*Excerpt from a dataset*:

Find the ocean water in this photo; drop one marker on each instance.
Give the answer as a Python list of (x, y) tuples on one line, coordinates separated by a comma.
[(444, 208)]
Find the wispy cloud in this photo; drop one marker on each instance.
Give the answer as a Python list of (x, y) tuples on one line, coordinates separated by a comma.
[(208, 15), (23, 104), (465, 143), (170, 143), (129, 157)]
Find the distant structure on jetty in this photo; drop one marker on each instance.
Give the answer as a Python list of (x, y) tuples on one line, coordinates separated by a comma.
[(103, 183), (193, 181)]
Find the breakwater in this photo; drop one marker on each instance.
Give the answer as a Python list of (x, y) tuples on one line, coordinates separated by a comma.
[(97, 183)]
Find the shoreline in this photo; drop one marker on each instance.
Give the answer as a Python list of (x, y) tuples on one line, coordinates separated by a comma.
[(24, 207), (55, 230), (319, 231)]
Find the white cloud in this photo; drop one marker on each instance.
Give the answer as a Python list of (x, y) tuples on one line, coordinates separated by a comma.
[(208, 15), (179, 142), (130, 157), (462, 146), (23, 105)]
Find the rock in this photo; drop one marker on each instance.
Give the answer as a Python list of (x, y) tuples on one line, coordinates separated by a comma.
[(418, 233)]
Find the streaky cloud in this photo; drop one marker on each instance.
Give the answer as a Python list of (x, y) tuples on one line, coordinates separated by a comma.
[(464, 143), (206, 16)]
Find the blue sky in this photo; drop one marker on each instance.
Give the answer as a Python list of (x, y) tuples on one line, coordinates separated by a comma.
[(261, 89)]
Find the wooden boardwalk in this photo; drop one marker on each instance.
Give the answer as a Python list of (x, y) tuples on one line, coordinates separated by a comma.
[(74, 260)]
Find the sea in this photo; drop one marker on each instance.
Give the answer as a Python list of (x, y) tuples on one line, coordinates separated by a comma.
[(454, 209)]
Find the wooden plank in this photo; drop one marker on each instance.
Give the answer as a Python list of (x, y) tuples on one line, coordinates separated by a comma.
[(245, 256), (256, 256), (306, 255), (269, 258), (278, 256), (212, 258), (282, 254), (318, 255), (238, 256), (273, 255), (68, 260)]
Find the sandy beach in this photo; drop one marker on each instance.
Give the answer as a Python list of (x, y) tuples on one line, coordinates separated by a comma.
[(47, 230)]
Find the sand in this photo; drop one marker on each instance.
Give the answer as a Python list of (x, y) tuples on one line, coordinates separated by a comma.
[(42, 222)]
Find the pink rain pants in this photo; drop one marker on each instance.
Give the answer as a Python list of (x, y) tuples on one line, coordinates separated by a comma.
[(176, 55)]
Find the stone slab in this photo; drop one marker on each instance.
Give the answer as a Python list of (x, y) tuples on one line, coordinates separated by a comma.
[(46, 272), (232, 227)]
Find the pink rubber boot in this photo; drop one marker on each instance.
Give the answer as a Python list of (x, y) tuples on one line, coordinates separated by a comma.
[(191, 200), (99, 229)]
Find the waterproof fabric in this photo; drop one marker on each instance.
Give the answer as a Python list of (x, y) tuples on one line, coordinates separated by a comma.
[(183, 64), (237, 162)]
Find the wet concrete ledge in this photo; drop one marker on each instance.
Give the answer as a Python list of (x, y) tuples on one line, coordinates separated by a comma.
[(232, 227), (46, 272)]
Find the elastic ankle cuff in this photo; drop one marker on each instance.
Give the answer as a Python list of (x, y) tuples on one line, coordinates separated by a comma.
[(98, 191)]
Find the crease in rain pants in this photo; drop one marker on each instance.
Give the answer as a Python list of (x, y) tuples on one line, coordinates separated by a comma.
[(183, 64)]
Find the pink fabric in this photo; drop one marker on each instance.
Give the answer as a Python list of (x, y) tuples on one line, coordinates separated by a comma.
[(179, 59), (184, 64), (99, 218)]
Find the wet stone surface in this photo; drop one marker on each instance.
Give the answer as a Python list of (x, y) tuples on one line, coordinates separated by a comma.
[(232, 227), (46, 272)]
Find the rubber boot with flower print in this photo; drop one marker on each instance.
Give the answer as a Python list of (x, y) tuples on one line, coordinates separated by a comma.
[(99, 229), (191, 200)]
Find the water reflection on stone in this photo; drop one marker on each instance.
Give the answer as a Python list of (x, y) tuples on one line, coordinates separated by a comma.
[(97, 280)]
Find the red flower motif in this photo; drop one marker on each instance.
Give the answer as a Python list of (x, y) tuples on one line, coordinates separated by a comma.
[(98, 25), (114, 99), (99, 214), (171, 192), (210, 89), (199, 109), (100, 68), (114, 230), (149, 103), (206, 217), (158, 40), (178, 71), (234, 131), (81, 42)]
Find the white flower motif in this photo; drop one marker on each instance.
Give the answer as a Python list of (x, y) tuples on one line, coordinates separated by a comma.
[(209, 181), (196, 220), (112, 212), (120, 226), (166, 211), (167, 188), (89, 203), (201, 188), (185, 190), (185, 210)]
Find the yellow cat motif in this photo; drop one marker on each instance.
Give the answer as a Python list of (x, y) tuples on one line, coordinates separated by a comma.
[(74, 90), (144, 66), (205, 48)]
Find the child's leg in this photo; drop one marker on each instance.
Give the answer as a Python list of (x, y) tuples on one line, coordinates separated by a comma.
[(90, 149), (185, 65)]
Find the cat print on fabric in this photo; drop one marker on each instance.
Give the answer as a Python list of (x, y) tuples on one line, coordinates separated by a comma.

*TASK STATEMENT*: Reproduce all of the data above, replacing every occurrence of "drop one marker" with "place one point" and leaving everything else untouched.

*TASK SOLUTION*:
Find the ocean water in this photo; place one point on each instance.
Give the answer as a Python list of (x, y) tuples on one line, coordinates separated by a comma.
[(444, 208)]
Find the wispy cloud in this photo; place one point on each instance.
Give the answer as a Python list of (x, y) tuples on one line, coordinates separated by a comma.
[(208, 15), (23, 104), (465, 143), (170, 143), (129, 157)]
Find the distant structure on jetty in this photo; place one point on each instance.
Give the answer as a Python list of (x, y) tuples on one line, coordinates separated by a comma.
[(103, 183), (193, 181)]
Find the breakwater in this photo; place one point on each instance.
Give the answer as a Python list of (x, y) tuples on one line, coordinates separated by a comma.
[(97, 183)]
Find the shoreline in this photo; place one point on each instance.
Give the answer as a Python list of (x, y) tuples on one line, coordinates separated by a comma.
[(24, 207), (55, 230), (319, 231)]
Find the white cloud in this photo; place one point on each instance.
Give the answer as a Python list of (x, y) tuples on one line, coordinates separated by a comma.
[(208, 15), (179, 142), (130, 157), (462, 146), (23, 105)]
Find the rock in this photo; place one point on each instance.
Give the answer as a Python list of (x, y) tuples on one line, coordinates separated by a comma.
[(418, 233)]
Find the streaky cloud in this photo; place one point on each instance.
Give the answer as a Python list of (x, y) tuples on one line, coordinates separated by a comma.
[(464, 143), (206, 16)]
Find the blue sky in this photo; place one point on each instance.
Give the answer as a Python list of (x, y) tuples on one line, coordinates separated by a comma.
[(261, 89)]
Find the wooden boardwalk in this photo; place one point on each instance.
Give the answer as a Python list of (x, y) tuples on one line, coordinates separated by a comma.
[(74, 260)]
Find the sea in this photo; place one point on each instance.
Give the answer as a Python list of (x, y) tuples on one line, coordinates separated by a comma.
[(454, 209)]
Find the wooden plank in this photo; place one point on each instance.
Give the answer as a Python list of (x, y) tuples on one line, coordinates separated by a comma.
[(245, 256), (256, 256), (306, 255), (269, 258), (278, 256), (212, 258), (282, 254), (318, 255), (238, 256), (273, 255), (68, 260)]
Find the sandy beach in this photo; place one point on each instance.
Give the answer as a Python list of (x, y) tuples on one line, coordinates separated by a comma.
[(47, 230)]
Find the sand in this photo; place one point on each instance.
Give the answer as a Python list of (x, y) tuples on one line, coordinates separated by a comma.
[(42, 222)]
Find the pink rain pants in this photo; place one point on each instance.
Give the answer as a Python list of (x, y) tuples on one line, coordinates separated by a comma.
[(176, 55)]
Find the stone slab in this photo; place one point on each instance.
Give the answer as a Python list of (x, y) tuples on one line, coordinates separated by a comma.
[(46, 272), (232, 227)]
Find the pink rubber boot in this photo; place one point on each instance.
Give the answer as a Python list of (x, y) tuples on one line, coordinates separated by a comma.
[(191, 200), (99, 229)]
Find the waterproof fabric in this photo; place one point on each instance.
Give the answer as a Python list of (x, y) tuples on one line, coordinates separated by a comma.
[(183, 64), (237, 162)]
Find the wet concrete ledge in this photo; place one point on each instance.
Give the answer as a Python list of (x, y) tuples on one line, coordinates separated by a comma.
[(232, 227), (46, 272)]
Find the elastic ankle cuff in this photo; place one point on each instance.
Give the answer as a Python list of (x, y) tuples on one line, coordinates separated by a comma.
[(98, 191)]
Find the crease in rain pants in this photo; place one point on each instance.
Give the answer as a Python list of (x, y) tuples on one line, coordinates separated by a comma.
[(183, 64)]
Find the pink fabric in this photo; place one point on each instance.
Give the answer as a Python list of (x, y) tuples on one line, coordinates separated by a comma.
[(179, 59), (184, 64), (99, 218)]
Find the wet stone surface in this photo; place one point on each instance.
Give the answer as a Python list of (x, y) tuples on one line, coordinates separated by a comma.
[(232, 227), (46, 272)]
Find the rubber boot with flower print in this photo; place one point on each instance.
Give the answer as a Python list of (x, y) tuples on one line, coordinates separated by a comma.
[(99, 229), (191, 200)]
Find the water reflection on stone in this photo; place one point on each instance.
Give the answer as a Python list of (x, y) tuples on one line, coordinates separated by a comma.
[(97, 280)]
Find the red flower motif in this photo; place one point on each instance.
Give the answer as a Python list of (x, y) tuples on one line, coordinates separated by a comma.
[(98, 25), (114, 99), (99, 214), (171, 192), (210, 89), (199, 109), (100, 68), (114, 230), (149, 103), (206, 217), (158, 40), (178, 71), (234, 131), (81, 42)]
Find the white flower motif in this photo; place one point on each instance.
Give the answer as a Python list of (x, y) tuples on one line, coordinates separated by a comma.
[(209, 181), (196, 220), (112, 212), (120, 226), (166, 211), (167, 188), (89, 203), (201, 188), (185, 190), (185, 210)]
Find the yellow cat motif in this photo; place one point on each instance.
Give the answer as a Python list of (x, y) tuples on one line, coordinates separated by a comma.
[(74, 90), (144, 66), (205, 48)]
Find the child's leg in this photo; place one point on each instance.
Give the answer as a Python list of (x, y) tuples on one line, coordinates separated by a comma.
[(90, 149), (185, 65)]
Find the cat print on fabric in this photo; place one point on each instance.
Give the answer as a Python list of (x, y) tuples on one line, coordinates separated by a comma.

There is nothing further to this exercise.